INPUT>
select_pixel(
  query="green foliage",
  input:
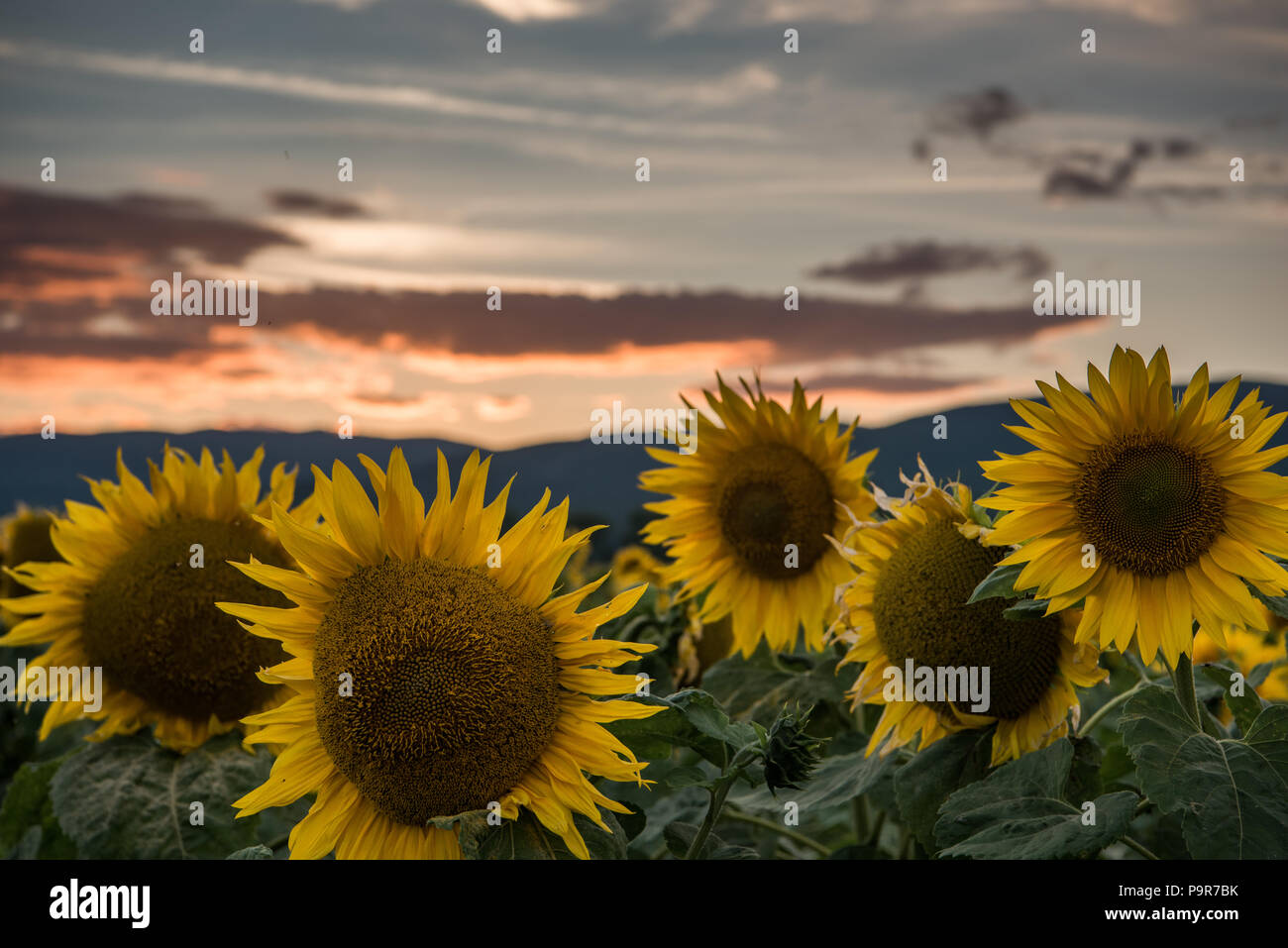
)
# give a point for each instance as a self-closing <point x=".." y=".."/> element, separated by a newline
<point x="1232" y="793"/>
<point x="526" y="839"/>
<point x="692" y="719"/>
<point x="1000" y="582"/>
<point x="130" y="797"/>
<point x="27" y="823"/>
<point x="1020" y="811"/>
<point x="927" y="780"/>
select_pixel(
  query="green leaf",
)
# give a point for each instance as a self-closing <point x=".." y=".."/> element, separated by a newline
<point x="1000" y="582"/>
<point x="27" y="819"/>
<point x="632" y="823"/>
<point x="1026" y="609"/>
<point x="687" y="777"/>
<point x="1085" y="781"/>
<point x="836" y="781"/>
<point x="758" y="687"/>
<point x="692" y="719"/>
<point x="923" y="784"/>
<point x="1233" y="793"/>
<point x="1019" y="811"/>
<point x="704" y="714"/>
<point x="526" y="839"/>
<point x="1276" y="604"/>
<point x="130" y="797"/>
<point x="679" y="837"/>
<point x="1245" y="707"/>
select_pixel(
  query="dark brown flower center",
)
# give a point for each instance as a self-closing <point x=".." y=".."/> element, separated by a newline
<point x="1147" y="505"/>
<point x="153" y="625"/>
<point x="436" y="687"/>
<point x="921" y="613"/>
<point x="772" y="496"/>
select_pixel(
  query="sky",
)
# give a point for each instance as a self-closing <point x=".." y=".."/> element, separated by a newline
<point x="519" y="170"/>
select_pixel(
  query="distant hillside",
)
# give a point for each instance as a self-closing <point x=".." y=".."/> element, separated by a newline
<point x="600" y="479"/>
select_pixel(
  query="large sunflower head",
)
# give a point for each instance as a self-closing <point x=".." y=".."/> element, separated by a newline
<point x="751" y="510"/>
<point x="136" y="597"/>
<point x="907" y="612"/>
<point x="432" y="673"/>
<point x="1150" y="509"/>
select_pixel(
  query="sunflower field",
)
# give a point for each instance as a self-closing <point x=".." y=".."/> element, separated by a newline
<point x="1087" y="661"/>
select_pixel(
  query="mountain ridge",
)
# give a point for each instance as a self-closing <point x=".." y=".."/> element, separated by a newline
<point x="599" y="479"/>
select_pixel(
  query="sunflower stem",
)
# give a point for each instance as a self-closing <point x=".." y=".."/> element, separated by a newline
<point x="877" y="826"/>
<point x="1131" y="844"/>
<point x="724" y="784"/>
<point x="1109" y="706"/>
<point x="1183" y="683"/>
<point x="859" y="810"/>
<point x="733" y="813"/>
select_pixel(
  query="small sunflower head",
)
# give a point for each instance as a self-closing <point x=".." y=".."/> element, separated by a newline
<point x="136" y="590"/>
<point x="936" y="661"/>
<point x="25" y="537"/>
<point x="790" y="754"/>
<point x="751" y="510"/>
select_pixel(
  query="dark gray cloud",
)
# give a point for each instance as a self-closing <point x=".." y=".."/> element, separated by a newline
<point x="892" y="384"/>
<point x="459" y="322"/>
<point x="928" y="258"/>
<point x="1087" y="172"/>
<point x="308" y="202"/>
<point x="977" y="114"/>
<point x="40" y="227"/>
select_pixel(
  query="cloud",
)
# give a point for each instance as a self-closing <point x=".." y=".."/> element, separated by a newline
<point x="892" y="384"/>
<point x="364" y="94"/>
<point x="978" y="114"/>
<point x="55" y="247"/>
<point x="112" y="249"/>
<point x="502" y="407"/>
<point x="928" y="258"/>
<point x="1087" y="172"/>
<point x="308" y="202"/>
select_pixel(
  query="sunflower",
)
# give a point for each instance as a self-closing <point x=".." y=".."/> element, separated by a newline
<point x="24" y="536"/>
<point x="1249" y="649"/>
<point x="909" y="604"/>
<point x="751" y="510"/>
<point x="1154" y="511"/>
<point x="433" y="675"/>
<point x="136" y="597"/>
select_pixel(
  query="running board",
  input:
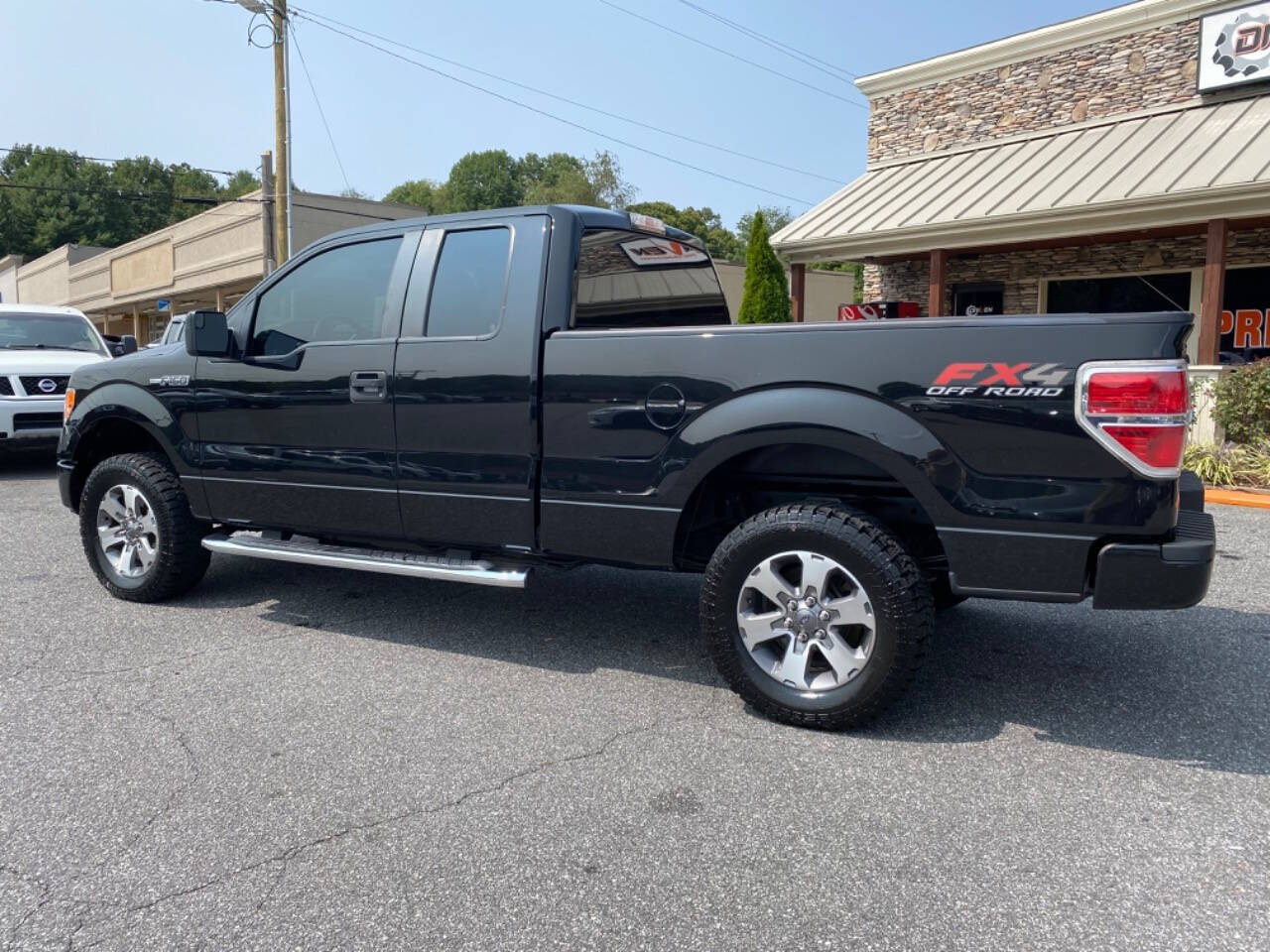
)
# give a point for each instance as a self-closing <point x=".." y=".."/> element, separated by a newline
<point x="368" y="560"/>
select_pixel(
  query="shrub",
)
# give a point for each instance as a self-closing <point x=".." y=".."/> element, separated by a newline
<point x="767" y="298"/>
<point x="1230" y="463"/>
<point x="1242" y="403"/>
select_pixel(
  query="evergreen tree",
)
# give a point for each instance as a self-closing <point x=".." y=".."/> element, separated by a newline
<point x="767" y="298"/>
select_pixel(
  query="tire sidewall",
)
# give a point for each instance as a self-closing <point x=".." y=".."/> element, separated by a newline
<point x="114" y="472"/>
<point x="846" y="547"/>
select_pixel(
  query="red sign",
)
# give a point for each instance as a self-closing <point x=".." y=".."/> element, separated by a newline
<point x="858" y="312"/>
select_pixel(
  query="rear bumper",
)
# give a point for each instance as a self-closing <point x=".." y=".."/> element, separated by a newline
<point x="1161" y="574"/>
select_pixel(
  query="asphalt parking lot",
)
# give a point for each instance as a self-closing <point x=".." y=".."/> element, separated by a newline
<point x="300" y="758"/>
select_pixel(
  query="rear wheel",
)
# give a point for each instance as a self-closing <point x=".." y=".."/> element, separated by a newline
<point x="139" y="535"/>
<point x="816" y="616"/>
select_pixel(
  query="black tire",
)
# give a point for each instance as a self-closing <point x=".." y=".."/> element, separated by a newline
<point x="898" y="593"/>
<point x="943" y="594"/>
<point x="181" y="558"/>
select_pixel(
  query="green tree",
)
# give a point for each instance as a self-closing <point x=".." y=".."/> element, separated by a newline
<point x="558" y="177"/>
<point x="488" y="179"/>
<point x="702" y="222"/>
<point x="422" y="193"/>
<point x="766" y="298"/>
<point x="55" y="197"/>
<point x="776" y="218"/>
<point x="239" y="184"/>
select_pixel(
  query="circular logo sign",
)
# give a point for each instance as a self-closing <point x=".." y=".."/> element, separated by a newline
<point x="1243" y="45"/>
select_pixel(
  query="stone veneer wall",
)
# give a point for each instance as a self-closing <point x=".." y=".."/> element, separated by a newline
<point x="1110" y="77"/>
<point x="1021" y="271"/>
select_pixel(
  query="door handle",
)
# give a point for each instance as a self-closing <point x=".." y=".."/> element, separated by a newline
<point x="367" y="386"/>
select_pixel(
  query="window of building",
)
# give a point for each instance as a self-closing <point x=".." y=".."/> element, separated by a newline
<point x="339" y="295"/>
<point x="1120" y="295"/>
<point x="625" y="280"/>
<point x="470" y="284"/>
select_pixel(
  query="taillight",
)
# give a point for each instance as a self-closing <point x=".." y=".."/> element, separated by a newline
<point x="1137" y="409"/>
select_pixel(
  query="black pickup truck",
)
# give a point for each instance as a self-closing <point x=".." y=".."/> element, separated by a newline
<point x="466" y="398"/>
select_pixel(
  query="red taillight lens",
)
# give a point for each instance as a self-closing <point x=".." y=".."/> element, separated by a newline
<point x="1160" y="447"/>
<point x="1138" y="411"/>
<point x="1130" y="393"/>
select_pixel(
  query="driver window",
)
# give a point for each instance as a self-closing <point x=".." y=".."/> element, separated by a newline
<point x="335" y="296"/>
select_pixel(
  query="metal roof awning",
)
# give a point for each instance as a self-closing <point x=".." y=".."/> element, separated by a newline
<point x="1147" y="172"/>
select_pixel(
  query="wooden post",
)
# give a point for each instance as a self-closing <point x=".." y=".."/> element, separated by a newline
<point x="939" y="276"/>
<point x="798" y="293"/>
<point x="1214" y="290"/>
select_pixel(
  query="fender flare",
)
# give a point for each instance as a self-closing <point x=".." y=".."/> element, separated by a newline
<point x="876" y="431"/>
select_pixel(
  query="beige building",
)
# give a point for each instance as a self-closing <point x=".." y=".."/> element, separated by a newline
<point x="207" y="261"/>
<point x="213" y="258"/>
<point x="1114" y="163"/>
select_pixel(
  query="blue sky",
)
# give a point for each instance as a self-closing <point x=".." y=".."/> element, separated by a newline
<point x="176" y="79"/>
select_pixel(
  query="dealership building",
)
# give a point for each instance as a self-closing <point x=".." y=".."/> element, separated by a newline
<point x="1114" y="163"/>
<point x="207" y="261"/>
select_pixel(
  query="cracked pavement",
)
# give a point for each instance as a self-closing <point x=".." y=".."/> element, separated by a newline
<point x="302" y="758"/>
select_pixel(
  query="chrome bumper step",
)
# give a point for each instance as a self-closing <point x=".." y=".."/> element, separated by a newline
<point x="368" y="560"/>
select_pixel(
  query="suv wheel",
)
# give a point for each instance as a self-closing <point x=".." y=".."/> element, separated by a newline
<point x="137" y="531"/>
<point x="816" y="616"/>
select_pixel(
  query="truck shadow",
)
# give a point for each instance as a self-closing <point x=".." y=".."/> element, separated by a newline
<point x="1182" y="687"/>
<point x="26" y="465"/>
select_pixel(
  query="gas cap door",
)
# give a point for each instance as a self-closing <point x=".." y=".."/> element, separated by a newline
<point x="665" y="407"/>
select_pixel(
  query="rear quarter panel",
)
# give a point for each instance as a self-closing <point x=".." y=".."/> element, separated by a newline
<point x="1005" y="462"/>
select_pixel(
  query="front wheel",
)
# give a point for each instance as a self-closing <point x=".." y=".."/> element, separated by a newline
<point x="139" y="535"/>
<point x="816" y="616"/>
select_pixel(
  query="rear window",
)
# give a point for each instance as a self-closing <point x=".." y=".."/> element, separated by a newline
<point x="627" y="280"/>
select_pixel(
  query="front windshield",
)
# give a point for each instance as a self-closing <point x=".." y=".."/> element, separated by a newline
<point x="53" y="331"/>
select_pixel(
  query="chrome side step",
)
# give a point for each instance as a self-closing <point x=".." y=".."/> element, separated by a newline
<point x="368" y="560"/>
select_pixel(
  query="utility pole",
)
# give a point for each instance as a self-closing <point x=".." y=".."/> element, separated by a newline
<point x="282" y="132"/>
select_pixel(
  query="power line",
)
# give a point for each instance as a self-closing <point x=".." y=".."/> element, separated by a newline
<point x="792" y="51"/>
<point x="734" y="56"/>
<point x="571" y="102"/>
<point x="118" y="193"/>
<point x="67" y="154"/>
<point x="550" y="116"/>
<point x="320" y="111"/>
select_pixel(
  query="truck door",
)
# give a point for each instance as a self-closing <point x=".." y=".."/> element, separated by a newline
<point x="465" y="384"/>
<point x="298" y="431"/>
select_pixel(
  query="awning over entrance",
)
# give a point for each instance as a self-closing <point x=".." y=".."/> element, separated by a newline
<point x="1148" y="172"/>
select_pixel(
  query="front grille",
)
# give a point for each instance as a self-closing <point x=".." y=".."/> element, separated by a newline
<point x="36" y="421"/>
<point x="32" y="385"/>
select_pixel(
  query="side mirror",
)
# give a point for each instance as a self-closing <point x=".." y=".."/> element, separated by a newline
<point x="207" y="334"/>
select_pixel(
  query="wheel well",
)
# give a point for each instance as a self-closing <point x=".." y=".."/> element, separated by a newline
<point x="793" y="472"/>
<point x="108" y="438"/>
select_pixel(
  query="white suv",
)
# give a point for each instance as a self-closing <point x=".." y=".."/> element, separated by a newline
<point x="39" y="349"/>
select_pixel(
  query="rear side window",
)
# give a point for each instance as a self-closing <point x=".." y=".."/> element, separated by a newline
<point x="626" y="280"/>
<point x="339" y="295"/>
<point x="470" y="284"/>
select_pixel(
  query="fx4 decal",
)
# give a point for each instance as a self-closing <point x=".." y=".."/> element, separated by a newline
<point x="1000" y="380"/>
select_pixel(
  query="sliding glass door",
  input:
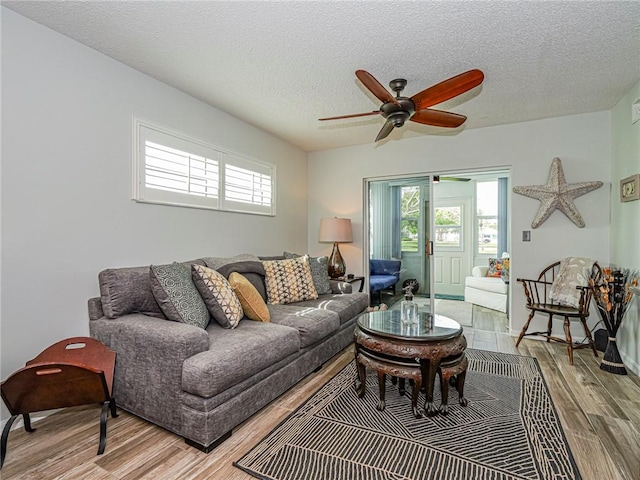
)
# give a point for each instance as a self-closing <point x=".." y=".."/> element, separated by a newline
<point x="439" y="227"/>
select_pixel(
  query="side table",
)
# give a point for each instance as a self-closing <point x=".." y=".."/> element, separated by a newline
<point x="76" y="371"/>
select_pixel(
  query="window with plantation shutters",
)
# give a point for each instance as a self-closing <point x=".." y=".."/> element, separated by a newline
<point x="173" y="169"/>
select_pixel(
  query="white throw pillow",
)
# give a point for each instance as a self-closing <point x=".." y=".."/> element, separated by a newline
<point x="574" y="271"/>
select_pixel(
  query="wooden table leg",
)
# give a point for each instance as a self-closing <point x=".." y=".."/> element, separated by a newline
<point x="382" y="378"/>
<point x="429" y="369"/>
<point x="417" y="385"/>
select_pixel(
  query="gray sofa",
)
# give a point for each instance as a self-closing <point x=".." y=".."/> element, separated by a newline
<point x="201" y="383"/>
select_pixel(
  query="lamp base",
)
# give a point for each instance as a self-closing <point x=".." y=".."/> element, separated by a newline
<point x="337" y="267"/>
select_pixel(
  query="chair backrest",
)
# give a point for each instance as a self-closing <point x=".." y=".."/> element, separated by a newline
<point x="385" y="267"/>
<point x="538" y="292"/>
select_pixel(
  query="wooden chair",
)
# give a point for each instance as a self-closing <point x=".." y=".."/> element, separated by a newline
<point x="538" y="301"/>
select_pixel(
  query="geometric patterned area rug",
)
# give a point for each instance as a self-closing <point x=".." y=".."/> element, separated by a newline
<point x="509" y="431"/>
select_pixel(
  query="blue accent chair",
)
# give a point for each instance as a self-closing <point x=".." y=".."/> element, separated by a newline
<point x="383" y="275"/>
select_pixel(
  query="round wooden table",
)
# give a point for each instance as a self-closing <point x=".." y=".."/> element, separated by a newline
<point x="384" y="344"/>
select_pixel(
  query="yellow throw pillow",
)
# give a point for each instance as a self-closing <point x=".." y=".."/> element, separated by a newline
<point x="250" y="299"/>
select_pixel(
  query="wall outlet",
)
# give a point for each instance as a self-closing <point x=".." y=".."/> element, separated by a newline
<point x="635" y="111"/>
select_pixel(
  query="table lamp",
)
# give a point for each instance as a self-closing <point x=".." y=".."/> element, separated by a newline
<point x="335" y="230"/>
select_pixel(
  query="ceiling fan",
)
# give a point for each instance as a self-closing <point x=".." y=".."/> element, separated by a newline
<point x="397" y="110"/>
<point x="440" y="178"/>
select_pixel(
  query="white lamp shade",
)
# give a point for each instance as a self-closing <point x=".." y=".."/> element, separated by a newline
<point x="335" y="230"/>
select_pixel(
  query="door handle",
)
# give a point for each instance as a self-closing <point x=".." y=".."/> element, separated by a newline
<point x="429" y="247"/>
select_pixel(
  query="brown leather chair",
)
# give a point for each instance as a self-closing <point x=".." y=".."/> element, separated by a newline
<point x="538" y="301"/>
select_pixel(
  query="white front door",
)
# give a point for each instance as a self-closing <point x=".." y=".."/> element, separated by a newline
<point x="451" y="245"/>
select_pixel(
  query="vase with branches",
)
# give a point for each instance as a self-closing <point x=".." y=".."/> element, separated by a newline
<point x="612" y="295"/>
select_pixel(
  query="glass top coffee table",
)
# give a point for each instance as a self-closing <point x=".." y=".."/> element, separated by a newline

DIRECTIONS FOR THIS TASK> All lines above containing the string "head" are to be collected.

ANSWER TO THE EXERCISE>
  query="large sunflower head",
  query="small sunflower head",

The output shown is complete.